[Exercise]
Answer these questions from the forum thread, one line each:
(a) Besides occult mysticism, what does the thread say Nazism added that set it apart from other fascism?
(b) Which alliance is said to have the potential to go in an occult direction?
(c) According to the thread, what story does journalist Peter Pomerantsev say everyone bought into?

[Selection]
08 Aug 2022, 11:20 pm

naturalplastic wrote:
shlaifu wrote:
techstepgenr8tion wrote:
I think what interests me on the topic is just how bizarre Nazism was compared to other instances of fascism. It seems like Italian had more in common with other western European and Latin American instantiations where Nazism added this strange kayfabe and as people have already stated - occult mysticism that almost seems to be a darker reworking of Theosophy. My concern in this area tends to be that if all people think of when they hear the word fascism is Nazi's they're less likely to see and adequately process the kinds of fascism that are most likely to revisit us in the future. Nazism IMHO seems pretty well locked in a given time and it seems unlikely that we're going to see anything quite like that again anytime soon.


Putin's Russia might prove you wrong, though. The alliance between the dictator and the russian orthodox church has the potential to go towards that occult direction. Or maybe it already is going that way.... Journalist Peter Pomerantsev gets offended by notions like "Russia is a mystery wrapped in an enigma", and says it'smore like everyone bought into a sado-masochist story of 'the Russian soul'... But I think the "Russisn-enigma"-idea can be abused if one were to want that.

[Provided data]
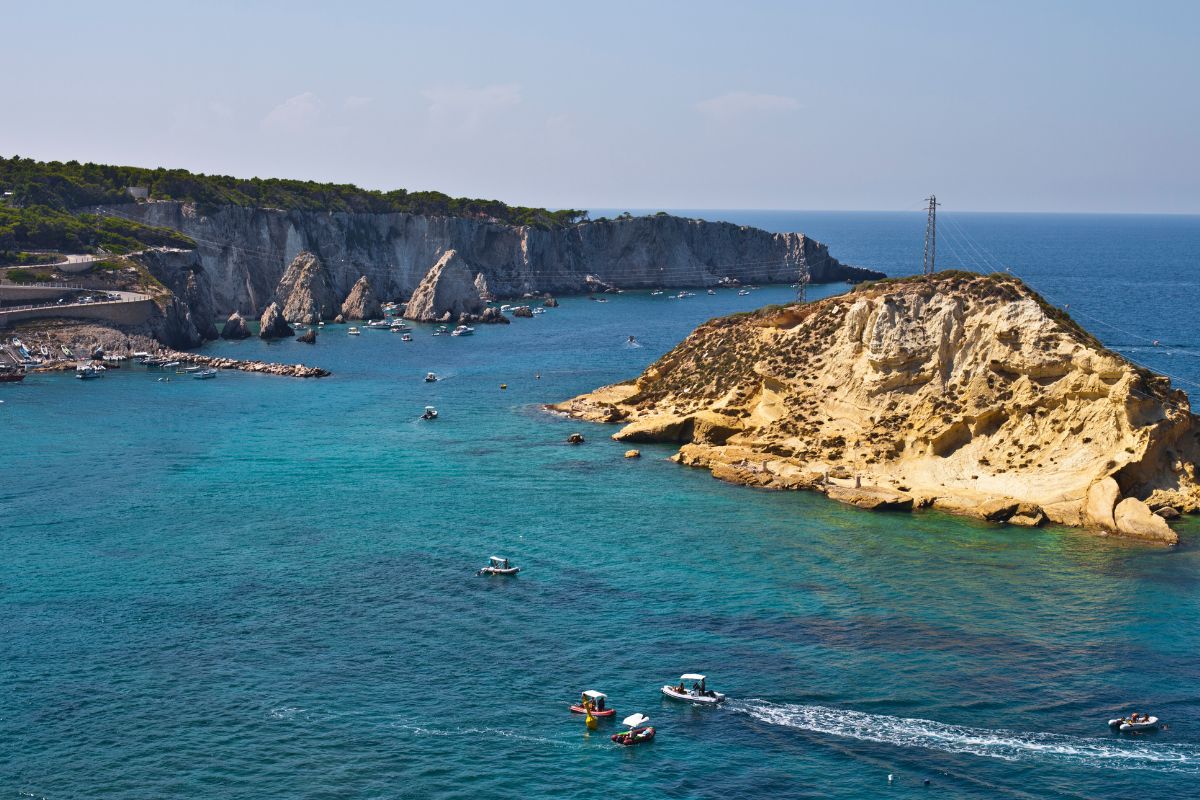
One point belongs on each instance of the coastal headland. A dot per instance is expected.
(207, 247)
(964, 392)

[Completed task]
(a) A strange kayfabe.
(b) The alliance between Putin, as dictator, and the Russian Orthodox Church.
(c) A sado-masochist story of "the Russian soul."